---- Text provided
Statement from American Tradition Institute Environmental Law Center in Response to American Association for the Advancement of Science's Misleading Accusations Against ATI Today
WASHINGTON, June 29, 2011 /PRNewswire-USNewswire/ -- Today the board of directors for the American Association for the Advancement of Science issued a statement (http://www.aaas.org/news/releases/2011/media/0629board_statement.pdf) and press release (http://www.aaas.org/news/releases/2011/0629board_statement.shtml) that denounced "personal attacks," "harassment," "death threats," and "legal challenges" toward climate scientists. AAAS's press release specifically cited actions taken by American Tradition Institute's Environmental Law Center in its efforts to obtain records of Climategate scientist Dr. Michael Mann from the University of Virginia, and its efforts to obtain outside employment records of climate activist Dr. James Hansen from the National Aeronautical and Space Administration (NASA). AAAS wrote, in part, "we are concerned that establishing a practice of aggressive inquiry into the professional histories of scientists whose findings may bear on policy in ways that some find unpalatable could well have a chilling effect on the willingness of scientists to conduct research that intersects with policy-relevant scientific questions."
Response to AAAS from ATI Environmental Law Center director of litigation Christopher Horner:
"I noticed no relation between our initiative and the AAAS Board's rhetoric until they mentioned us somewhat incongruously.
--------
### [Exercise tasks]
A: According to the press release, whose outside employment records did ATI's Environmental Law Center try to obtain from NASA?
B: Quote the press release word for word, beginning at the words "Response to AAAS" and stopping after "us somewhat incongruously.".
C: Extend the press release about ATI's response to AAAS, picking up after its last sentence.
The listing that comes next is separate material and is not part of the press release.
---- Provided material
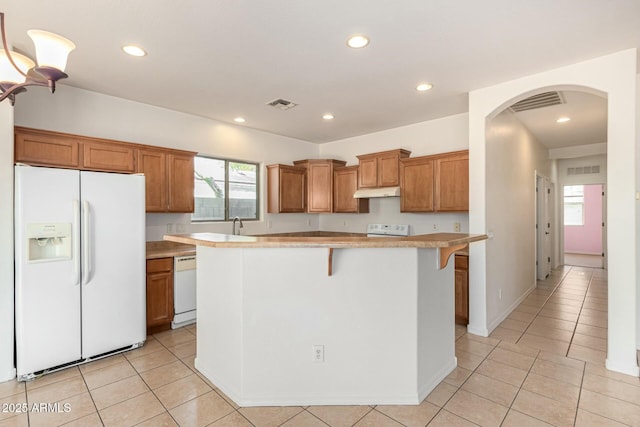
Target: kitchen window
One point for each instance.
(225, 189)
(574, 205)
--------
### [Answers to the tasks]
A: The outside employment records of Dr. James Hansen.

B:
Response to AAAS from ATI Environmental Law Center director of litigation Christopher Horner:
"I noticed no relation between our initiative and the AAAS Board's rhetoric until they mentioned us somewhat incongruously.

C:
"The notion that application of laws that expressly cover academics is an 'attack' on them is substantively identical to Hollywood apologists who call application of other laws to Roman Polanski an attack on Polanski. They lost the plot somewhere along the way.
"AAAS's failure to mention the group that invented this series of requests, Greenpeace, informs our conclusion that this outrage is selective, and is therefore either feigned or hypocritical. Their problem is plainly with the laws, but it is a problem they have had over the decades: That transparency and ethics laws also apply to scientists who subsist on taxpayer revenue. This they also forgot to mention.
"Finally, the American Association of University Professors' code of professional ethics indicates that efforts to manipulate the peer review process are impermissible. Given the overlap, and for other reasons, we assume AAAS agrees with these principles or at a minimum accepts them. But this, too, is insincere if such behavior is permitted or ignored where just cause indicates further inquiry is warranted, as long as the parties at issue are those whose views the AAAS or AAUP sympathize with. In Mann's case, if our review of his documents which belong to the taxpayer also happen to exonerate him from the suspicions that have arisen, we will be the first to do so."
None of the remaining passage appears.